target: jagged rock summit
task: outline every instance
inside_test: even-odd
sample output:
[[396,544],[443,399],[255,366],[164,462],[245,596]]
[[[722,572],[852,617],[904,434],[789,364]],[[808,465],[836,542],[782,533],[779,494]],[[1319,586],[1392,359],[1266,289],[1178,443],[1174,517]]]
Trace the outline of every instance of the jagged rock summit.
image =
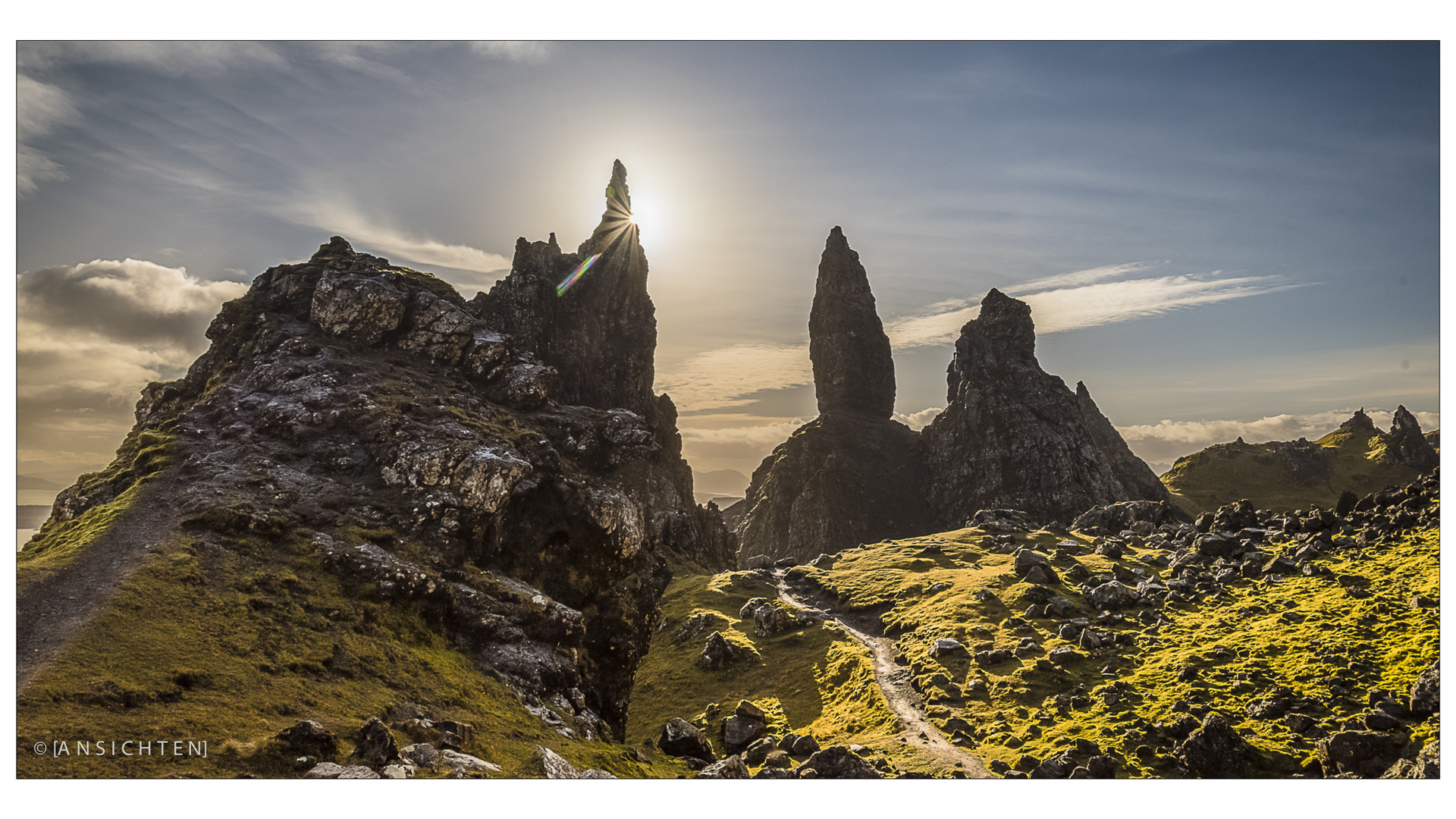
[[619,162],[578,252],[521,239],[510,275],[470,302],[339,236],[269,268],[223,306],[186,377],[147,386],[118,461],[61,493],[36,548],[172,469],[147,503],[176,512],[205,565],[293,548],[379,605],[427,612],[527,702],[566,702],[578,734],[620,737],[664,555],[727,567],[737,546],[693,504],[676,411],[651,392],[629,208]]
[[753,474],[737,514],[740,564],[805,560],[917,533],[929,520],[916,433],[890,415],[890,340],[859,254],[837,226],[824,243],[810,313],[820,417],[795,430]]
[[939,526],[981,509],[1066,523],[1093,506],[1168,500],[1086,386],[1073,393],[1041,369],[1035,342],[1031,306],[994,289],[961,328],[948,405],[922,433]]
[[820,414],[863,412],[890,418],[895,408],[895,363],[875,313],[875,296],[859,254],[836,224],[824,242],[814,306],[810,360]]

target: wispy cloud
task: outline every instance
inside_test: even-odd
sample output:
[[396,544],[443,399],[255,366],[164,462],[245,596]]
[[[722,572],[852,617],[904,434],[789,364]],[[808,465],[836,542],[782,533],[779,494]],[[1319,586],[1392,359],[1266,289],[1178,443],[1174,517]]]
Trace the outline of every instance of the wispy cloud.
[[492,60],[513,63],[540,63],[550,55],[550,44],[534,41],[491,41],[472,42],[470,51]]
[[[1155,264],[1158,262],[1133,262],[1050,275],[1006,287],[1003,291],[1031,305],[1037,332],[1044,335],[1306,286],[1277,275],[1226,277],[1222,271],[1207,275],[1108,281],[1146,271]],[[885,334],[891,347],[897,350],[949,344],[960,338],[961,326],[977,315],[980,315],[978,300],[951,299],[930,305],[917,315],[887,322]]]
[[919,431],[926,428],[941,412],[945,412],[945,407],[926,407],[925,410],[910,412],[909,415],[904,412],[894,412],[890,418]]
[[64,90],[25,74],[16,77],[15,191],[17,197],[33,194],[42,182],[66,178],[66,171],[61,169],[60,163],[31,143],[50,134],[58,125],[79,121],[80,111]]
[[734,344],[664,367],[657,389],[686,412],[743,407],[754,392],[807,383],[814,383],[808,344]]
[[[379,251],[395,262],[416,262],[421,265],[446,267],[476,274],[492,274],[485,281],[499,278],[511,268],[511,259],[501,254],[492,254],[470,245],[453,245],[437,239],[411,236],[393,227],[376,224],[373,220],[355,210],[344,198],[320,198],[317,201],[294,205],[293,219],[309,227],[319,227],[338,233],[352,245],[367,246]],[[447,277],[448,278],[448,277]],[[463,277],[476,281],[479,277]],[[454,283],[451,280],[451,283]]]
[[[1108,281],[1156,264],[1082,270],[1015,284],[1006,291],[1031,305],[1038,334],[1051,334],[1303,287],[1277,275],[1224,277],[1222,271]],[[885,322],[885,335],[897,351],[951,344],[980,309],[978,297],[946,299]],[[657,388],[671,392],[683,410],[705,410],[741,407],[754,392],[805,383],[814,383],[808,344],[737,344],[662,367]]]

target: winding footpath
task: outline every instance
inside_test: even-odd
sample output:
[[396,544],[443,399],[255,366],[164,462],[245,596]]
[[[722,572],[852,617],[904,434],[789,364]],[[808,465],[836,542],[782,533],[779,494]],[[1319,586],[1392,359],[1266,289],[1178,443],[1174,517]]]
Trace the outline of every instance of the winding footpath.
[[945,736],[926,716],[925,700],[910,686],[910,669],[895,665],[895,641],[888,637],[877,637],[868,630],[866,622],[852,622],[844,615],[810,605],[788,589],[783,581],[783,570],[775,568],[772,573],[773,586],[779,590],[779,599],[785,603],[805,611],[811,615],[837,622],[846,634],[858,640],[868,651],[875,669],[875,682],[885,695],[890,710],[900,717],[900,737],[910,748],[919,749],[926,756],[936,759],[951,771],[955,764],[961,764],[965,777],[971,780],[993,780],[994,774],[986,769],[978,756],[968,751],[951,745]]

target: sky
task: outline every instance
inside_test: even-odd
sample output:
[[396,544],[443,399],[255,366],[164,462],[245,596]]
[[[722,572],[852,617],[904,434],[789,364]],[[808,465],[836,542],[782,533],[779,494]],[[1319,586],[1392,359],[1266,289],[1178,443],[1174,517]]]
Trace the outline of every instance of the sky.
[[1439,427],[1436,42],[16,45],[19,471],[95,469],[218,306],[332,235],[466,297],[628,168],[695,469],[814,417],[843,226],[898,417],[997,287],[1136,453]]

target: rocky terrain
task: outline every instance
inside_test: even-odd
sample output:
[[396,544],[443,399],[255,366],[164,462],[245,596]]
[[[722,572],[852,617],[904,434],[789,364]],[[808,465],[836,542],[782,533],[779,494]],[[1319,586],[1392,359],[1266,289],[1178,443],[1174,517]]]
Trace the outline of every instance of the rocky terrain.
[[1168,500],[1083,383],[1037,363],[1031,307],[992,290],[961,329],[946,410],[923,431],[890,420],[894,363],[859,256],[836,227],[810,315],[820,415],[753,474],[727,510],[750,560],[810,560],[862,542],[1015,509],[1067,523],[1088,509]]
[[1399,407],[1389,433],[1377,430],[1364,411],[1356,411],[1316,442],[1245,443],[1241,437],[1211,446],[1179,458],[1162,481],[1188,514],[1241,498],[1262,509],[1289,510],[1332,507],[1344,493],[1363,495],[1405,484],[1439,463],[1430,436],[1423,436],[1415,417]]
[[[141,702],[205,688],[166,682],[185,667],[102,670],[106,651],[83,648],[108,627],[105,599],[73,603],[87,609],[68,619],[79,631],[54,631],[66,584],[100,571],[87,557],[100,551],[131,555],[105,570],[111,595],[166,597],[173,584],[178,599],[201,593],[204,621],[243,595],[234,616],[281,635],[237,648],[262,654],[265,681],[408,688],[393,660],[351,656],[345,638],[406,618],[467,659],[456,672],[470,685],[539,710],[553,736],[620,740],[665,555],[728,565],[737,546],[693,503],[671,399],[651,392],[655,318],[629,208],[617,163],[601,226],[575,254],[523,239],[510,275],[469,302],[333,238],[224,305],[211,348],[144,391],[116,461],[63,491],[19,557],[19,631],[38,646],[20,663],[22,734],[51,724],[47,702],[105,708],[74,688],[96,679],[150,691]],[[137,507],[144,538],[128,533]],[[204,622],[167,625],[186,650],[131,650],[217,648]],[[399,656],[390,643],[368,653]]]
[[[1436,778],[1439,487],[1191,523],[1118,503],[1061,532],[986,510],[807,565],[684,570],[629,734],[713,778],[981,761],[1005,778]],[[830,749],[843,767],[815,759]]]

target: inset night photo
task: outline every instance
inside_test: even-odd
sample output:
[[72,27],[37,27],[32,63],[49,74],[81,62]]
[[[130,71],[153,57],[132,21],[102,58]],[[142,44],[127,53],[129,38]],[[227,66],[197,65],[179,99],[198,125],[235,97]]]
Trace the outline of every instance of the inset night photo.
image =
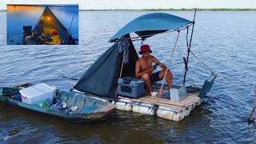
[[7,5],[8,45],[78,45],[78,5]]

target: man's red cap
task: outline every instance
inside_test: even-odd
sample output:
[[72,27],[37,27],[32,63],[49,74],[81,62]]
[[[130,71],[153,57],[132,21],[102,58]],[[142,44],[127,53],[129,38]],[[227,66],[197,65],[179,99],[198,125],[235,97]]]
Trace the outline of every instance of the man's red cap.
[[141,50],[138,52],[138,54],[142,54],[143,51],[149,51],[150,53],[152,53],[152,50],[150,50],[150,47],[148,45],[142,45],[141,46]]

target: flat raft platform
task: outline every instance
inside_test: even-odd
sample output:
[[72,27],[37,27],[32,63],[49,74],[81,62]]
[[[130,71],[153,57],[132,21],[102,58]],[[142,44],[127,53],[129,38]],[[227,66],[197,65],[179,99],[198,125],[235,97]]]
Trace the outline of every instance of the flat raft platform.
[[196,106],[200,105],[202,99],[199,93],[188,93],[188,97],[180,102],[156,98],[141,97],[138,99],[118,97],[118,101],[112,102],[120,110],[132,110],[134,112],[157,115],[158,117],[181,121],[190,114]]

◆ GIVEN EXERCISE: Starting with the line that contains "target: inset night photo" and going on through the end of the entries, rewrite those lines with "even-odd" changed to "nonzero" and everything else left as it is. Leave the pictures out of your answer.

◆ ANSWER TO THIS PROBLEM:
target: inset night photo
task: outline every instance
inside_test: nonzero
sample output:
[[72,27],[37,27],[32,63],[49,74],[81,62]]
[[[130,71],[153,57],[132,21],[102,58]],[[142,44],[127,53],[129,38]],[[227,66],[197,65],[179,99],[198,125],[235,97]]]
Trace the outline of every instance of the inset night photo.
image =
[[7,5],[8,45],[78,45],[78,5]]

target: man's red cap
task: outline every instance
inside_test: nonzero
sample output:
[[72,27],[37,27],[32,63],[49,74],[81,62]]
[[[130,71],[153,57],[132,21],[102,58]],[[142,44],[127,53],[129,38]],[[227,66],[197,65],[179,99],[198,125],[235,97]]]
Trace the outline of every instance of the man's red cap.
[[141,50],[138,52],[138,54],[142,54],[143,51],[149,51],[150,53],[152,53],[152,50],[150,50],[150,47],[148,45],[142,45],[141,46]]

target: flat raft platform
task: outline every instance
inside_test: nonzero
sample output:
[[72,27],[37,27],[32,63],[49,74],[81,62]]
[[[130,71],[153,57],[132,21],[102,58]],[[142,44],[127,53],[129,38]],[[227,66],[197,65],[179,99],[198,125],[235,97]]]
Trace the outline of every instance of the flat raft platform.
[[196,106],[200,105],[202,99],[199,93],[188,93],[188,97],[180,102],[156,98],[141,97],[138,99],[118,97],[118,101],[112,102],[120,110],[132,110],[134,112],[157,115],[158,117],[181,121],[190,114]]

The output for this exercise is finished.